— PASSAGE TO READ —

>>

Despite claims the State Department violated conflict of interest rules when it chose an outside contractor to conduct an environmental impact study of the proposed pipeline, a report issued Wednesday found otherwise.
The State Department issued its final environmental impact statement on the Keystone XL pipeline, which echoed findings in previous analyses that the pipeline would lead to no substantial increase in greenhouse gas emissions. It found that approximately 147-168 million metric tons of carbon dioxide would be created by producing, refining and burning the pipeline’s oil. The report’s release kicks off a 30-day public comment period as well as a 90-day “national interest determination” period during which eight federal agencies are allowed to offer their views. Ultimately, the decision on the permit for Keystone XL rests with President Barack Obama.
“Approval or denial of any one crude oil transport project, including the proposed project, is unlikely to significantly impact the rate of extraction in the oil sands or the continued demand for heavy crude oil at refineries in the United States based on expected oil prices, oil-sands supply costs, transport costs, and supply-demand scenarios,” the report states.
The analysis also discounted claims that oil transported from Canada to the Gulf Coast, through Keystone XL, would mainly benefit countries like China. The petroleum industry expected the pipeline to create tens of thousands of jobs; the report found it would directly and indirectly support about 42,100. It’s a point Obama disputed in an interview Monday night.
“First of all, it’s not 42,000,” he said. “That’s not correct. It’s a couple thousand to build the pipeline.”
Many environmentalists disputed the report’s objectivity; supporters viewed the assessment as clearing the way to a permit.
Farm Bill, New Climate Hubs to Provide Support for Farmers
The same week the Senate approved a long-stalled farm bill—now slated to be signed by President Barack Obama on Friday—the Obama administration announced plans to open “climate hubs” to help farmers adapt to drought, fire risk and other problems linked to global warming.
“For generations, America’s farmers, ranchers and forest landowners have innovated and adapted to challenges,” said Agriculture Secretary Tom Vilsack. “Today, they face a new and more complex threat in the form of a changing and shifting climate, which impacts both our nation’s forests and our farmers’ bottom lines. USDA’s Climate Hubs are part of our broad commitment to developing the next generation of climate solutions, so that our agricultural leaders have the modern technologies and tools they need to adapt and succeed in the face of a changing climate.”
Seven locations in Ames, Iowa; Durham, N.H.; Raleigh, N.C.; Fort Collins, Colo.; El Reno, Okla.; Corvallis, Ore.; and Las Cruces, N.M., will link local agriculture producers with universities, industry groups, state governments and federal agencies. Other “subsidiary hubs” will be in Houghton, Mich.; Davis, Calif., and Rio Piedras, Puerto Rico.

<<

— MATERIAL SUPPLIED —

>>

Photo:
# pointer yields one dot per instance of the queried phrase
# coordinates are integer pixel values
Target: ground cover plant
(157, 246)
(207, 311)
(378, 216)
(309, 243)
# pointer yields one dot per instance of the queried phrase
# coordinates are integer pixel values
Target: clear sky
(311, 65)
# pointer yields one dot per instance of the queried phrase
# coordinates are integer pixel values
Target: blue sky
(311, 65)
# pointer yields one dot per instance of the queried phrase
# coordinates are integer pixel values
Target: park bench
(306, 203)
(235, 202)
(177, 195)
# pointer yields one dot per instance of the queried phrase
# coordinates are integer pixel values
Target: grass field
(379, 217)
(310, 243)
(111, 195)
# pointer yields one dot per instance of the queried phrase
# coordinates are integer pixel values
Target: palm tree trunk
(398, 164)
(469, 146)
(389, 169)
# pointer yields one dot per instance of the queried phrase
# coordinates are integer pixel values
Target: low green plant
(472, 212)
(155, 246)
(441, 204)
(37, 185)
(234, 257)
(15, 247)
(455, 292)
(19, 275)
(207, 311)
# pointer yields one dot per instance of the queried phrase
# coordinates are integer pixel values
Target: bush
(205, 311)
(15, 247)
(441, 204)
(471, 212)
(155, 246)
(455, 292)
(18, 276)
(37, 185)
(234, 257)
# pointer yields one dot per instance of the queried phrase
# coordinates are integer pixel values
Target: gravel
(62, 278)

<<

— WHAT YOU HAVE TO DO —
From the news roundup on the Keystone XL pipeline and farm climate hubs, list the locations named for the USDA climate hubs themselves, leaving out the subsidiary hubs.

— FULL RESPONSE —
- Ames, Iowa
- Durham, N.H.
- Raleigh, N.C.
- Fort Collins, Colo.
- El Reno, Okla.
- Corvallis, Ore.
- Las Cruces, N.M.